▶ _WORK INSTRUCTIONS_
List every line of the rows below that contains the string "negative", matching case exactly.

▶ _GIVEN DATA_
• • • •

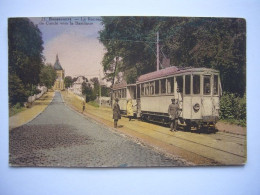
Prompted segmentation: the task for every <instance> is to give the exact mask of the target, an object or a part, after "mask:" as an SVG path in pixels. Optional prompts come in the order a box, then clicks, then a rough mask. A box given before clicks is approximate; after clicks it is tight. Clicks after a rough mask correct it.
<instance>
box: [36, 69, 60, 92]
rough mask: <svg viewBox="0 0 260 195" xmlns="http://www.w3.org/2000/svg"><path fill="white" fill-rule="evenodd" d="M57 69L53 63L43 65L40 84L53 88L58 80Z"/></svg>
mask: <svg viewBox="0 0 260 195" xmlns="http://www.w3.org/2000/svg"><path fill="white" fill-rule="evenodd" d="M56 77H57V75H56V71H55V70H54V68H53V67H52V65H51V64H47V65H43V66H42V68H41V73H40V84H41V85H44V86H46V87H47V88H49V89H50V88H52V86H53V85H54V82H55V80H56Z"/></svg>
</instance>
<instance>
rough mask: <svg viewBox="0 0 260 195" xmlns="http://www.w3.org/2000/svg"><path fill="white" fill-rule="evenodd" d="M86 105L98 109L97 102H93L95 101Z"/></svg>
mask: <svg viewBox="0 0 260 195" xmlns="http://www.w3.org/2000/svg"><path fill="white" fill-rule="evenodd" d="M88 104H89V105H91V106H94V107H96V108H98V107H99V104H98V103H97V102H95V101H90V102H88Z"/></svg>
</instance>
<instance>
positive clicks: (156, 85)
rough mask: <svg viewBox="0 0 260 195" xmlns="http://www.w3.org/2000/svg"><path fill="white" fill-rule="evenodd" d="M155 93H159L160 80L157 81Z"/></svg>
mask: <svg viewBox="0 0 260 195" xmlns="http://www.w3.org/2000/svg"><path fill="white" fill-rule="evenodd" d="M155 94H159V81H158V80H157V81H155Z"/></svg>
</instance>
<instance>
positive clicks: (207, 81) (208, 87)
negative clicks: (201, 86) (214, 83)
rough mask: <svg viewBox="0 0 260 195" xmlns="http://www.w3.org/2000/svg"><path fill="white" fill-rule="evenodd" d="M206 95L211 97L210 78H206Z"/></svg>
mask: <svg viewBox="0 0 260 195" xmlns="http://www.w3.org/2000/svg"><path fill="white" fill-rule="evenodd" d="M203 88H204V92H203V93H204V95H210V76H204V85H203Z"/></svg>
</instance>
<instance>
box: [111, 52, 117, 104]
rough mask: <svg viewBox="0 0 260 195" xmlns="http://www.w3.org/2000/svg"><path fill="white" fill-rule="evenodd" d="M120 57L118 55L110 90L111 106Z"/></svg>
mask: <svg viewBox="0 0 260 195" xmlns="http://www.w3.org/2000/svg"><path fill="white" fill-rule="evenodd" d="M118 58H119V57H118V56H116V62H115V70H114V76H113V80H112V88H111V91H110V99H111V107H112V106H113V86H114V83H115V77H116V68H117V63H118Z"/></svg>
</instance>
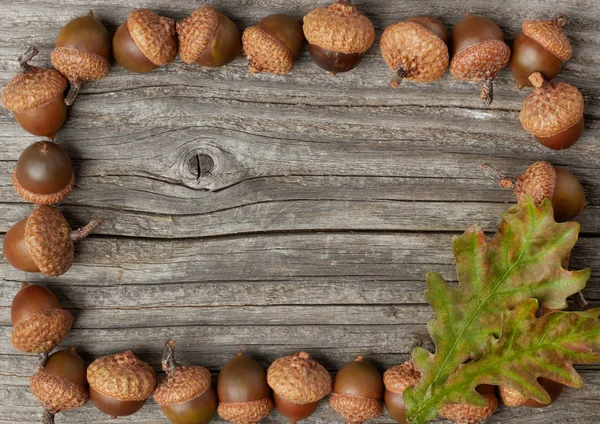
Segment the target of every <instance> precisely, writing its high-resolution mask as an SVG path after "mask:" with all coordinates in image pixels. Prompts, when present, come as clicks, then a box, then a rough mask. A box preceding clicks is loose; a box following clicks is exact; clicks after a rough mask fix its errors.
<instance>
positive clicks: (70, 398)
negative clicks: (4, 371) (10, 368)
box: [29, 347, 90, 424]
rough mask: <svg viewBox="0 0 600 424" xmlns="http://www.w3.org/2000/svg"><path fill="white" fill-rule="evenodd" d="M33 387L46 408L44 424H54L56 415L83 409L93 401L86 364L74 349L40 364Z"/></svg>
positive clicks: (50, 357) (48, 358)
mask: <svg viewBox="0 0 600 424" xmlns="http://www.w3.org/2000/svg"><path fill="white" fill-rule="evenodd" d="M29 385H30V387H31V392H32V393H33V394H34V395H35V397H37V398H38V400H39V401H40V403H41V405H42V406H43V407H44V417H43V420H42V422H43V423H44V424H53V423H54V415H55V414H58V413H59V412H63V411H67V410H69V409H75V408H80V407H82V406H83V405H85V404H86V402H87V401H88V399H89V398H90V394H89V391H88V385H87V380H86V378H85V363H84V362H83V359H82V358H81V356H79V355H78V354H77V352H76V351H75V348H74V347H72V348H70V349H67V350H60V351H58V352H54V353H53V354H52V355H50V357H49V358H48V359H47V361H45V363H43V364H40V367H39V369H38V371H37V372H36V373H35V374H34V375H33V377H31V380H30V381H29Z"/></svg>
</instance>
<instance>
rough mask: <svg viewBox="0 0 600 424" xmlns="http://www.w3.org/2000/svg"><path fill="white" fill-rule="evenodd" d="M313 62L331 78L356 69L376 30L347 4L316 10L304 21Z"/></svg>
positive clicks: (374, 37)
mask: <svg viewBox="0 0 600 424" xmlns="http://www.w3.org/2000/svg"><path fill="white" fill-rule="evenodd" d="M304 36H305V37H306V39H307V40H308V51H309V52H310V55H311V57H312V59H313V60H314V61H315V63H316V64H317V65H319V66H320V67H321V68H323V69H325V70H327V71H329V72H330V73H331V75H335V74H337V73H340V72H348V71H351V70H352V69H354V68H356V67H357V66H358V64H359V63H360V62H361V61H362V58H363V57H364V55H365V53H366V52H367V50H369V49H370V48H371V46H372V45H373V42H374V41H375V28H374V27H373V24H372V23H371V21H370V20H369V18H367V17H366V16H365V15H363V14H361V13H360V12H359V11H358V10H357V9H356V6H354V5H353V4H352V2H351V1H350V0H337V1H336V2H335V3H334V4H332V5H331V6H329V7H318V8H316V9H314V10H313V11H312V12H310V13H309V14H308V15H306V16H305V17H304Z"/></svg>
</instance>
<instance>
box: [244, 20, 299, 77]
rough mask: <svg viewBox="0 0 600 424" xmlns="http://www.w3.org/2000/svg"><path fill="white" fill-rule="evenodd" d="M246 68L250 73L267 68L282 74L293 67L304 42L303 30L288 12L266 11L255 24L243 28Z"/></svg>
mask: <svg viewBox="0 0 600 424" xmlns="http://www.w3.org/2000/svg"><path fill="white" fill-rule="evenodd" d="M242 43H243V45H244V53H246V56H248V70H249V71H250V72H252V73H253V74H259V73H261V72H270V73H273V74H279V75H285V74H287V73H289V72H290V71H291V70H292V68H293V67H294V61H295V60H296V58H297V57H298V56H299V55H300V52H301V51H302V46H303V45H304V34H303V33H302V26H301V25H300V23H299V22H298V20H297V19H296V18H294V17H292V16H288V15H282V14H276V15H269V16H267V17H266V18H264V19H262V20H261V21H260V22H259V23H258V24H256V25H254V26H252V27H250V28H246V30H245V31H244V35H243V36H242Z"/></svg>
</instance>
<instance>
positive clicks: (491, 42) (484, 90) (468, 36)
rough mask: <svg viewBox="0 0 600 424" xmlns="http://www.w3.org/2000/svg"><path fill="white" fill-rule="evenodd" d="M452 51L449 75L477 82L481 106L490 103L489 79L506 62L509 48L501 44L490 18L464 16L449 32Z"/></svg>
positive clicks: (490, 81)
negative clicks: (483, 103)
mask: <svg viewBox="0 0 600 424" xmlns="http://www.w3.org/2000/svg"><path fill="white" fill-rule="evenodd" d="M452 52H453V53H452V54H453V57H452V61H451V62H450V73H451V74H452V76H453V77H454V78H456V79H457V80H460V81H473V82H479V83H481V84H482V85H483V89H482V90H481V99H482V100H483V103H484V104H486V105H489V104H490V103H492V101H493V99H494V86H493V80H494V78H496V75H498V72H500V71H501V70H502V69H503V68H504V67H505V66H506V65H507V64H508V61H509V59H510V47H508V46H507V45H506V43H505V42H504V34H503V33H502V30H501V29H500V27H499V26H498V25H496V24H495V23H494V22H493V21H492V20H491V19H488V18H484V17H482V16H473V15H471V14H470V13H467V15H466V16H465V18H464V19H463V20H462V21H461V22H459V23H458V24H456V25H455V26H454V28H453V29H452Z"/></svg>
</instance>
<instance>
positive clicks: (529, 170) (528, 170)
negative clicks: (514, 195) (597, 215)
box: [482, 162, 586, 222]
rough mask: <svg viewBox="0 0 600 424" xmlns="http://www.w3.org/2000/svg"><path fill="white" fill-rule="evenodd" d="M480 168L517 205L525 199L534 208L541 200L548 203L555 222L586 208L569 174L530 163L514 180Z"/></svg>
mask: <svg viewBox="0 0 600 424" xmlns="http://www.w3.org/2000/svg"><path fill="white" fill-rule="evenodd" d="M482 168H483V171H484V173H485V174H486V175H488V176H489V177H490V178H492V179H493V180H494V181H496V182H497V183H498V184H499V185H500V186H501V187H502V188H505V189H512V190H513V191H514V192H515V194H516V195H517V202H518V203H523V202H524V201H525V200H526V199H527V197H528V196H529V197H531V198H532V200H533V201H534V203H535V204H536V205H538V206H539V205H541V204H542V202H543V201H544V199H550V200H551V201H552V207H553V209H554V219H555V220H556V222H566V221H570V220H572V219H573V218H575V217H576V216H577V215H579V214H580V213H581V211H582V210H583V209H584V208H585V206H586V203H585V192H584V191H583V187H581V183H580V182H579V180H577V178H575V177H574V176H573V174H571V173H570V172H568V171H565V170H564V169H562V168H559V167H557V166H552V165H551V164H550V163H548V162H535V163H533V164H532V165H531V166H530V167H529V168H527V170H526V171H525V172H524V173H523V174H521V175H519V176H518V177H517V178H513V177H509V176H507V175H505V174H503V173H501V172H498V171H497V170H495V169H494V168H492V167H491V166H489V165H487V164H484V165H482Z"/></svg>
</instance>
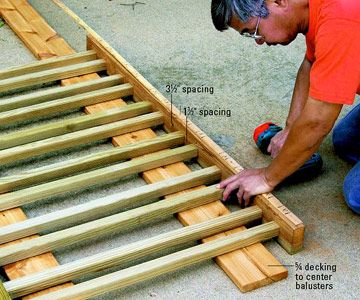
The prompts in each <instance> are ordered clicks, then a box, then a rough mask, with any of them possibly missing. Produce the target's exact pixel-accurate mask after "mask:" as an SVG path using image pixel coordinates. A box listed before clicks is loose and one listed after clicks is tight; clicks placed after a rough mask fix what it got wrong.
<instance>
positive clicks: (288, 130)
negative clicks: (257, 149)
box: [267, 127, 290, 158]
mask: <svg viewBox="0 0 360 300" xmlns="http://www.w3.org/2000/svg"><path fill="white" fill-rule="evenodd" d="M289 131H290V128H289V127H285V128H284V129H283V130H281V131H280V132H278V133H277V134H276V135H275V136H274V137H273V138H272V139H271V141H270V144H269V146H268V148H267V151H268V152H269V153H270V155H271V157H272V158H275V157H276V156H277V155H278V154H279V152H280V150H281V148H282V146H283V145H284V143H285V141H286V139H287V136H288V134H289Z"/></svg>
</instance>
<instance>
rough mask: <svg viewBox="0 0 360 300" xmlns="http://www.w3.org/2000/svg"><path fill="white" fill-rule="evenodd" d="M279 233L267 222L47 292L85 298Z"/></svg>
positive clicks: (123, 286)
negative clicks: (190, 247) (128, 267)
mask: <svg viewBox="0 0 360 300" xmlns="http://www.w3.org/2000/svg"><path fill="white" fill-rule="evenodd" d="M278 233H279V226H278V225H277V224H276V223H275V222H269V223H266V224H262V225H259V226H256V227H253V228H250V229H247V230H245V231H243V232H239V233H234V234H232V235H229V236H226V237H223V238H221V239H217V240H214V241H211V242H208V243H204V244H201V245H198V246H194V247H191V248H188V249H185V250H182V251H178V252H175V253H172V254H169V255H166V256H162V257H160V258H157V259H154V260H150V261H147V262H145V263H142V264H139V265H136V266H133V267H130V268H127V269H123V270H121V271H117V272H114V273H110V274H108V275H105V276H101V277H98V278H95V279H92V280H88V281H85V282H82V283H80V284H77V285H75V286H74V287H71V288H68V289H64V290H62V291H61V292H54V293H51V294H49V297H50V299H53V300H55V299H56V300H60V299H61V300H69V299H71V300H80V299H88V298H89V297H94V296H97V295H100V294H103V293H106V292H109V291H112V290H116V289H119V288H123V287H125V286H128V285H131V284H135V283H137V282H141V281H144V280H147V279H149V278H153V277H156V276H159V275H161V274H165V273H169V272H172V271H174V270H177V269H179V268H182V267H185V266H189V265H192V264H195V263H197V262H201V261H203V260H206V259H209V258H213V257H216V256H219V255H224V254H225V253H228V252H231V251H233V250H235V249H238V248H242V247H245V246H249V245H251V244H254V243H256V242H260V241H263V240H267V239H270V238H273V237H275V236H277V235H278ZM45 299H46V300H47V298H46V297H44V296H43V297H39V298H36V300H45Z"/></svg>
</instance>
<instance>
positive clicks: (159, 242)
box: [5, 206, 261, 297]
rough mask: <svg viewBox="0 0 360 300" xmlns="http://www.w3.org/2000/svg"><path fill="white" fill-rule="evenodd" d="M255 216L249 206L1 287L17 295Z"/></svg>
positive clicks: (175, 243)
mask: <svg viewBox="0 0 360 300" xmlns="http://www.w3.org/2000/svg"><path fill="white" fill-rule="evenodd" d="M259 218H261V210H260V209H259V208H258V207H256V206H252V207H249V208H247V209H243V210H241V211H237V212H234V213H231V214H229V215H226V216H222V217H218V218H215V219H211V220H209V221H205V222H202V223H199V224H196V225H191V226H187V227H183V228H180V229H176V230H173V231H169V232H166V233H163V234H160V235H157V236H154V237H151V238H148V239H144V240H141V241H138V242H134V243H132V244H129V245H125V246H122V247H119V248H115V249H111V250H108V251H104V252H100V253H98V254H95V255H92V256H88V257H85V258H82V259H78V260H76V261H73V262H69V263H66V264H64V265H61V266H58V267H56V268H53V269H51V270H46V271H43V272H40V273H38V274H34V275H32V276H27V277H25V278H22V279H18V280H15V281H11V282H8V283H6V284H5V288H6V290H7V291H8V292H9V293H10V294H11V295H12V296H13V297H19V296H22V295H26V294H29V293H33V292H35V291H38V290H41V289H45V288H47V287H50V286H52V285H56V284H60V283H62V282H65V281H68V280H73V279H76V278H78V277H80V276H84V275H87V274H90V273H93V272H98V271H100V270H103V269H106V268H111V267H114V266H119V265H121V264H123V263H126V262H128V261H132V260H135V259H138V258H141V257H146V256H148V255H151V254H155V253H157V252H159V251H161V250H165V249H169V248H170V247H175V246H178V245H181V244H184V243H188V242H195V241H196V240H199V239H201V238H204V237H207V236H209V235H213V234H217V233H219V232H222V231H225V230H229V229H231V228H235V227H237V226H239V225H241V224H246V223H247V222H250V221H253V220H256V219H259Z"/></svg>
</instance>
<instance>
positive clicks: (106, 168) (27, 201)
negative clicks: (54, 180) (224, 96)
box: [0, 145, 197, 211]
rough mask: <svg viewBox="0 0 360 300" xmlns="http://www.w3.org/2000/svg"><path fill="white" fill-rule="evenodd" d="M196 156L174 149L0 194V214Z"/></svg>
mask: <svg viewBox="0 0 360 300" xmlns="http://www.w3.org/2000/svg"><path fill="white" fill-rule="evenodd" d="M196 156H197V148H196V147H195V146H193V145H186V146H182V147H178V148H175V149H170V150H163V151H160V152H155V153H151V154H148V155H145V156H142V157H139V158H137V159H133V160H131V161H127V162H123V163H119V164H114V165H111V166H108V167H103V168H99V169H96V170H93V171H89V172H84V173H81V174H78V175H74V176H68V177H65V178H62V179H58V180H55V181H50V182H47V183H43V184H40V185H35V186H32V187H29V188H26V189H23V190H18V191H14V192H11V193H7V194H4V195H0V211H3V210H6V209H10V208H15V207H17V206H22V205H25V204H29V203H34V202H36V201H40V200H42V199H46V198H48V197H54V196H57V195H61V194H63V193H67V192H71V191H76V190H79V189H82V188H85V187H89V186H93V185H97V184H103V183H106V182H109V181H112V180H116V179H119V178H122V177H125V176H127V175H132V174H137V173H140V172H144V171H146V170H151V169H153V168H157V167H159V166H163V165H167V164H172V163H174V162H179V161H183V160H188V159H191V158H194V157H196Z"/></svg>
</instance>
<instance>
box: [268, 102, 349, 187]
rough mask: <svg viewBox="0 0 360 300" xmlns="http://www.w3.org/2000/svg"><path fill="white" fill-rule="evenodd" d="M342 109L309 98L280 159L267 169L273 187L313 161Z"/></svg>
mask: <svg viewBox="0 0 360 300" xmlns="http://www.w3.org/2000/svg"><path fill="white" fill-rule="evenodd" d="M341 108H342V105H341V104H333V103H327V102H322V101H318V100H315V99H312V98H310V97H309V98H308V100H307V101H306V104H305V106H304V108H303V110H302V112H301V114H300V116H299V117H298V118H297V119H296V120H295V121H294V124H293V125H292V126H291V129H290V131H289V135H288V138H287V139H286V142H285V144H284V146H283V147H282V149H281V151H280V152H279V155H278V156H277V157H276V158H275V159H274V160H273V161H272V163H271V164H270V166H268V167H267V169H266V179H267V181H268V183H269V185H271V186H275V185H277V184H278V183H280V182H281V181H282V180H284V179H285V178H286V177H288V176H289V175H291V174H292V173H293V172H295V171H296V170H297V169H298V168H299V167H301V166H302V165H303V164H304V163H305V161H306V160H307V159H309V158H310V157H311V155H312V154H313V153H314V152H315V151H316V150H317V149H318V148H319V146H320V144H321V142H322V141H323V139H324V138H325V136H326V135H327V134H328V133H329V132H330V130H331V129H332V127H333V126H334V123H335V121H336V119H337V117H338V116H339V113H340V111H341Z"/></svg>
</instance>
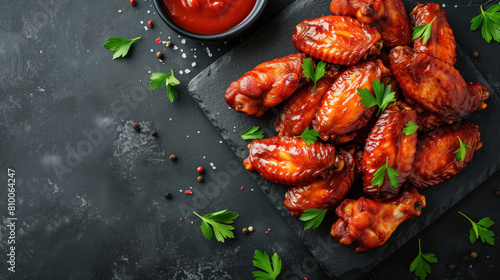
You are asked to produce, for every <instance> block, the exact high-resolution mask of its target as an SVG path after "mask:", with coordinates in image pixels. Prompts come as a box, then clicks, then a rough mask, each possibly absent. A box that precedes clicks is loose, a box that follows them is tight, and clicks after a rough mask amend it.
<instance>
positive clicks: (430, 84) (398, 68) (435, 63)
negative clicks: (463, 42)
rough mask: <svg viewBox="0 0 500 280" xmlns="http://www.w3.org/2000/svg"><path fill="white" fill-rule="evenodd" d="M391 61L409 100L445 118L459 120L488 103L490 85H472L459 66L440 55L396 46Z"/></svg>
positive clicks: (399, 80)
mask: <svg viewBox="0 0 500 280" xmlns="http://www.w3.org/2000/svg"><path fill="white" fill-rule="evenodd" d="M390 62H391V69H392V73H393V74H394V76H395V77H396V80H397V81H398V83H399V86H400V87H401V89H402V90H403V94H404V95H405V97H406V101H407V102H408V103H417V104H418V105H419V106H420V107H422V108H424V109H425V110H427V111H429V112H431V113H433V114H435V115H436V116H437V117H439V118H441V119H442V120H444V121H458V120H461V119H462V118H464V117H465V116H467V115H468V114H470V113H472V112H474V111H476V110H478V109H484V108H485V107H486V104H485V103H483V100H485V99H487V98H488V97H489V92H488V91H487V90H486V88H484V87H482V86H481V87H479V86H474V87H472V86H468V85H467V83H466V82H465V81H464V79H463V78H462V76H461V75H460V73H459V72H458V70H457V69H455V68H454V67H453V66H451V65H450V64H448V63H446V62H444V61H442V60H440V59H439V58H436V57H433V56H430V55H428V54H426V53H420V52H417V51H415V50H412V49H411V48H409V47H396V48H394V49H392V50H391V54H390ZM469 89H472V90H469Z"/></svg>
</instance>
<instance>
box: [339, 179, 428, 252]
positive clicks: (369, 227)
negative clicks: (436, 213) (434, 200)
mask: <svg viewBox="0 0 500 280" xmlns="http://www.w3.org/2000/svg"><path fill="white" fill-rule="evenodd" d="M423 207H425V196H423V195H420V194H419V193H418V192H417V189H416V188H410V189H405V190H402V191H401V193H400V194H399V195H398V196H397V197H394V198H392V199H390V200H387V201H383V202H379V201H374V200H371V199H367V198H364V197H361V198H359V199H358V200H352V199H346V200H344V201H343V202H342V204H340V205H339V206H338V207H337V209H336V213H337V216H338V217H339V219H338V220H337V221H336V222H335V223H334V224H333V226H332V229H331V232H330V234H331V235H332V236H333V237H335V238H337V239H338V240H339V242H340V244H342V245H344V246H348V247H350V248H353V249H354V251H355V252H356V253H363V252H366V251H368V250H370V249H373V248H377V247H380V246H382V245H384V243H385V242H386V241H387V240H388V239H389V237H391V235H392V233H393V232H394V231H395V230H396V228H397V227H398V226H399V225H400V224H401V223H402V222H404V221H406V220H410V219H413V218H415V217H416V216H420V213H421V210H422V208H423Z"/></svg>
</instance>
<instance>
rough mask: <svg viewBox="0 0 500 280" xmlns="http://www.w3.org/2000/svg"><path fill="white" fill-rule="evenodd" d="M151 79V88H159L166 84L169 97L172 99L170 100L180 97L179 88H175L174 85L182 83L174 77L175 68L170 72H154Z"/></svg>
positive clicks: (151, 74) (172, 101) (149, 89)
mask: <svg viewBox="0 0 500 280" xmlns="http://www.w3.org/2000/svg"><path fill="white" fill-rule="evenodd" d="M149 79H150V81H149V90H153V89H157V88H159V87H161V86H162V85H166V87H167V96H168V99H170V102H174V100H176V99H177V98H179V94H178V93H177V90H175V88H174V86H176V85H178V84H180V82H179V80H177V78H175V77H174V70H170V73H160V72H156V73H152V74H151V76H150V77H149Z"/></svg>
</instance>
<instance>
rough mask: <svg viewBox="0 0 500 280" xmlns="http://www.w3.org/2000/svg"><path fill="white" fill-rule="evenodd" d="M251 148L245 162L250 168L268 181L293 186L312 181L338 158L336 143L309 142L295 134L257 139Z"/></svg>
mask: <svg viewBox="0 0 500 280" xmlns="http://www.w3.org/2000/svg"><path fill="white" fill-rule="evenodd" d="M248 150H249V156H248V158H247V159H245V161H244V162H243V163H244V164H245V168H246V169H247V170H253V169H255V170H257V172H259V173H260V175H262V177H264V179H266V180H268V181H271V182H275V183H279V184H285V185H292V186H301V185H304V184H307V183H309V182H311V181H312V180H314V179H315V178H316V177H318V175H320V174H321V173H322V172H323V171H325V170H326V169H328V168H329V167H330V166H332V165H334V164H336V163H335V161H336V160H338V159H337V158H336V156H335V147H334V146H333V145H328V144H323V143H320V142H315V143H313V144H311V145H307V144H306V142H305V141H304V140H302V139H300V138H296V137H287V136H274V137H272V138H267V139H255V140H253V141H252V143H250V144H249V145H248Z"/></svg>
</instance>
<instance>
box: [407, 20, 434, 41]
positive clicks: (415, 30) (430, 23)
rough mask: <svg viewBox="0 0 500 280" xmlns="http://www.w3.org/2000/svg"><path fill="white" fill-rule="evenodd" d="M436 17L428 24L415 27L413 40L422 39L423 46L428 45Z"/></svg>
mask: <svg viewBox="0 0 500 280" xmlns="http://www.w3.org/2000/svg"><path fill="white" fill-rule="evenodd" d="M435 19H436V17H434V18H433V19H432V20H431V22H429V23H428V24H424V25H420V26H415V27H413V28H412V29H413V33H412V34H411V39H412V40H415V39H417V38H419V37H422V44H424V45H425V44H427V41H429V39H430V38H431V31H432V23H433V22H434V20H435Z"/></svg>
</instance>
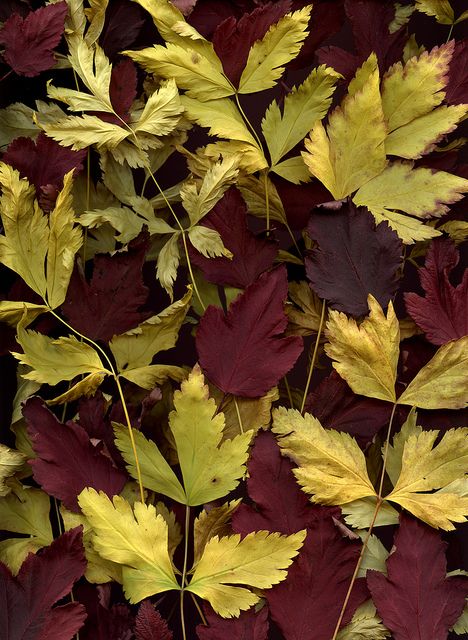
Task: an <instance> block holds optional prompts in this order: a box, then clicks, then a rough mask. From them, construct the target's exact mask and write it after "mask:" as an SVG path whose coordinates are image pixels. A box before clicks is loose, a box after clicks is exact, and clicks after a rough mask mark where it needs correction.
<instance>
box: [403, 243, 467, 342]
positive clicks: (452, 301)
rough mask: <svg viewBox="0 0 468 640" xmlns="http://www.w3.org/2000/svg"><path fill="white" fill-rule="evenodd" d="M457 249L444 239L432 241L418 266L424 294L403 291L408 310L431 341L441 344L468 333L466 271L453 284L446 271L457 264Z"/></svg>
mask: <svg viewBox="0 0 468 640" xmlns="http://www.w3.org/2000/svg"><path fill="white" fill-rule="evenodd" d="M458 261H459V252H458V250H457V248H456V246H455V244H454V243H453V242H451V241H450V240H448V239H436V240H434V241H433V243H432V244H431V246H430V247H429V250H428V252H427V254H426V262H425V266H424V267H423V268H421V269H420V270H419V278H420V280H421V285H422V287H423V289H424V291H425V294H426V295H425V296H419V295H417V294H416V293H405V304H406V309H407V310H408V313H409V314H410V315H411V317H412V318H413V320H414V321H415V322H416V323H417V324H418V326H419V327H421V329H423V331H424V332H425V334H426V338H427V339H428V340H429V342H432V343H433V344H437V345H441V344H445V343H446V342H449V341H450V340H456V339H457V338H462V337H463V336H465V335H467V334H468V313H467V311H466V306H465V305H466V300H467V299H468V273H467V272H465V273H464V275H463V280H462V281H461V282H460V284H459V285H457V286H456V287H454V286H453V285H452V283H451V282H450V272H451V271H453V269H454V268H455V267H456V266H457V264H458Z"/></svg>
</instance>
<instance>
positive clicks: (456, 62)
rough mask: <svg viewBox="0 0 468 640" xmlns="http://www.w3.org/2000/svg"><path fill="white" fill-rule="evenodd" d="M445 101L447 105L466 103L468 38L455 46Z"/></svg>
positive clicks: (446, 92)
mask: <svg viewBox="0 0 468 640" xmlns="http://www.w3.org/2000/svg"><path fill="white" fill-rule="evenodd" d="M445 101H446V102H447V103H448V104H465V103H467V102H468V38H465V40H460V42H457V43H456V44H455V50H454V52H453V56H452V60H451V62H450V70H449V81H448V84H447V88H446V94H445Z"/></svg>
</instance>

• • • •

▶ _RESULT_
negative clicks: (201, 86) (214, 83)
negative clicks: (4, 371) (10, 368)
negative clicks: (483, 103)
negative clicks: (514, 195) (597, 215)
negative clicks: (257, 149)
negative clicks: (190, 247) (128, 267)
negative clicks: (54, 180) (224, 96)
negative clicks: (463, 42)
negative clicks: (436, 213) (434, 200)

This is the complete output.